[Dataset items]

□ □ □

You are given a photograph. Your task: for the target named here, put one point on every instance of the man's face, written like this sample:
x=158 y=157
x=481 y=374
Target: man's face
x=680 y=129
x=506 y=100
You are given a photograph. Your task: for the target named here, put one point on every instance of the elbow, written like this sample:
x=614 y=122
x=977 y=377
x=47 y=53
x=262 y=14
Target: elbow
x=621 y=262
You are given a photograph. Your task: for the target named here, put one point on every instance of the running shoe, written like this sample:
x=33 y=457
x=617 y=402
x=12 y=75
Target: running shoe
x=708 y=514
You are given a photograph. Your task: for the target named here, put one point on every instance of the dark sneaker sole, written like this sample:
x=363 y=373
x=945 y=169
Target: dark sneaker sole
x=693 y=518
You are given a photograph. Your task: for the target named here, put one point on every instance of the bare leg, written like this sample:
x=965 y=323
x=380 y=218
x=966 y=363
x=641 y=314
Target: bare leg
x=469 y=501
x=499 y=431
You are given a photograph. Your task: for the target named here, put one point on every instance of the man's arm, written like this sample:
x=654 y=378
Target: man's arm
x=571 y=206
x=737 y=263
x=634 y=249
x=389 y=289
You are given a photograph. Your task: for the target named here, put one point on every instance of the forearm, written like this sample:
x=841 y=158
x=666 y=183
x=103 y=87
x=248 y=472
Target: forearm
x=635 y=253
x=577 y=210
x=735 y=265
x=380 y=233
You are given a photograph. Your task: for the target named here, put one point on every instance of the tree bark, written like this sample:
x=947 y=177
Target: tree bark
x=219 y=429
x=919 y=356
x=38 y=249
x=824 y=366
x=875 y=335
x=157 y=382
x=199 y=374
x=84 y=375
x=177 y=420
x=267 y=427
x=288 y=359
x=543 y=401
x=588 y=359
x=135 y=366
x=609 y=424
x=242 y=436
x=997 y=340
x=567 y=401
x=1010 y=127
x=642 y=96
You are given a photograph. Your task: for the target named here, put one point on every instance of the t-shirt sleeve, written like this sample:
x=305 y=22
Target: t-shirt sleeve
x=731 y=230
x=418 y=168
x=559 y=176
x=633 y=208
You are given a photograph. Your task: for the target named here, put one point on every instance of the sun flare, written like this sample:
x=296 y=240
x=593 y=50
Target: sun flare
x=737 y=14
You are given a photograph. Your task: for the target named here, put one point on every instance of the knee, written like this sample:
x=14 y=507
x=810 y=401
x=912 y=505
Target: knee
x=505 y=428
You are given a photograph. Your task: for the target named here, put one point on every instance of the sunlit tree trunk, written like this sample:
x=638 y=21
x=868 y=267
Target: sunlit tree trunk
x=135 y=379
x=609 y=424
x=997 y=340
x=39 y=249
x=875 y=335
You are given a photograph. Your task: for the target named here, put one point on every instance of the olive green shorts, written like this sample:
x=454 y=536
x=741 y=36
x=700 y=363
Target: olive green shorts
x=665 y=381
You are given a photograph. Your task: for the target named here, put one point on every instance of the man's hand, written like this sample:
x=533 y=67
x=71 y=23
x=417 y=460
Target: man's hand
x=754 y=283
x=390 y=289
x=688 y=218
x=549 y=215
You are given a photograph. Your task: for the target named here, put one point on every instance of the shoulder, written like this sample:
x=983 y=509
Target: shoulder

□ □ □

▸ Written problem: Reproduce the rows, requests included, starting at the beginning of the rows and ending at the line containing "x=708 y=514". Offset every coordinate in the answers by 66, and leave the numbers in the requests and their format samples unchanged.

▸ Full output:
You are given a photograph. Your task: for the target named here, put one point on every instance of the man's face, written like this sample:
x=158 y=157
x=481 y=374
Target: man's face
x=746 y=195
x=572 y=166
You are given a photograph. Your task: for the target named here, put one point on every instance of the elbow, written like this sample:
x=614 y=122
x=977 y=377
x=47 y=53
x=262 y=14
Target: elbow
x=687 y=328
You are given a photograph. Your task: for the target named here, put one point on every instance of the running shoe, written like this sample:
x=33 y=457
x=617 y=402
x=12 y=75
Target: running shoe
x=774 y=580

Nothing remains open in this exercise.